___ Extract provided ___

Personal information
- Full name: Ekaterina Vasilyevna Khuraskina
- Born: 21 August 1989 (age 36) Moscow, Russia
- Height: 1.65 m (5 ft 5 in)
- Weight: 53 kg (117 lb)

Sport
- Country: Russia
- Sport: Modern pentathlon
- Coached by: Alexei Khaplanov

Medal record
World Championships
| Gold medal – first place | 2010 Chengdu | Relay |
| Bronze medal – third place | 2011 Moscow | Team |
European Championships
| Gold medal – first place | 2019 Bath | Relay |
| Gold medal – first place | 2012 Sofia | Team |
| Silver medal – second place | 2009 Leipzig | Team |
| Silver medal – second place | 2015 Bath | Relay |
| Bronze medal – third place | 2018 Székesfehérvár | Relay |
Military World Games
| Silver medal – second place | 2019 Wuhan | Team |

= Ekaterina Khuraskina =

Russian modern pentathlete

Ekaterina Vasilyevna Khuraskina (Екатерина Васильевна Хураскина; born 21 August 1989) is a Russian modern pentathlete. At the 2012 Summer Olympics, she competed in the women's competition, finishing in 17th place. Khuraskina was born in Moscow.

___ Given records ___

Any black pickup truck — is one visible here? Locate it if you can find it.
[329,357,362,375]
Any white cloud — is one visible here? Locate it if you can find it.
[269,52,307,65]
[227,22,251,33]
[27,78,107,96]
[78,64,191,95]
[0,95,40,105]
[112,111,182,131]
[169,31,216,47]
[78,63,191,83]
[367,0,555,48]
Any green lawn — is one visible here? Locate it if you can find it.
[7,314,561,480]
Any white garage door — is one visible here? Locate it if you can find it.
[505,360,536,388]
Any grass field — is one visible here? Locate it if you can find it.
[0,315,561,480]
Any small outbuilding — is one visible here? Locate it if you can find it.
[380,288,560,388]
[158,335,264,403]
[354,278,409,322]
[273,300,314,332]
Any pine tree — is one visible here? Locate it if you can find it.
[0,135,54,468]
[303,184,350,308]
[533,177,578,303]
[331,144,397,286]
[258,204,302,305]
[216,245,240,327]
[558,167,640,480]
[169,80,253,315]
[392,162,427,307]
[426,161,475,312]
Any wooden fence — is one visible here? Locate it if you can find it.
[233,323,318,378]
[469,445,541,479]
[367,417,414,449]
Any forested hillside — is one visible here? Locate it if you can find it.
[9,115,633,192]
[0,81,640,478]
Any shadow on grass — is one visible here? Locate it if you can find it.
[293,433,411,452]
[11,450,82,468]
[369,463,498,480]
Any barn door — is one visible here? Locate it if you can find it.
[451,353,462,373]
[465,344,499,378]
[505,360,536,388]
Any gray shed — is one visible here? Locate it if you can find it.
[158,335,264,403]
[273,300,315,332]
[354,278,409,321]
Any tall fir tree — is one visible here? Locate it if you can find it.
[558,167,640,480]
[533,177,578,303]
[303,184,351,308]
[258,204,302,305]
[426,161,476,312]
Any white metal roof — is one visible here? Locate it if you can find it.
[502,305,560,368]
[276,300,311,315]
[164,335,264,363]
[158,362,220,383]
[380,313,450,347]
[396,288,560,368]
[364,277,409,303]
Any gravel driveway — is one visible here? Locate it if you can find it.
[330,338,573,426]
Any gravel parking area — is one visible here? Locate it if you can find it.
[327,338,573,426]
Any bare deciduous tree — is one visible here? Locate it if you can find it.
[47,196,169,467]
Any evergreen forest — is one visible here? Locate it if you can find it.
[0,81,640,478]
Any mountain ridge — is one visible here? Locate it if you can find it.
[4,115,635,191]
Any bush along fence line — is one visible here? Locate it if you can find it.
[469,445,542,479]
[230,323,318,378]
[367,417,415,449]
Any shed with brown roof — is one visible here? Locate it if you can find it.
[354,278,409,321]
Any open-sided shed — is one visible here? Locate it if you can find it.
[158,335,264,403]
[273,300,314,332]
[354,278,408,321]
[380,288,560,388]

___

**Brief A:**
List every distinct city named in the medal record of the Khuraskina profile.
**Brief B:**
Revise the stretch of the Khuraskina profile from "Personal information" through "kg (117 lb)", changing "Weight" to "Body mass".

**Result A:**
Chengdu, Moscow, Bath, Sofia, Leipzig, Székesfehérvár, Wuhan

**Result B:**
Personal information
- Full name: Ekaterina Vasilyevna Khuraskina
- Born: 21 August 1989 (age 36) Moscow, Russia
- Height: 1.65 m (5 ft 5 in)
- Body mass: 53 kg (117 lb)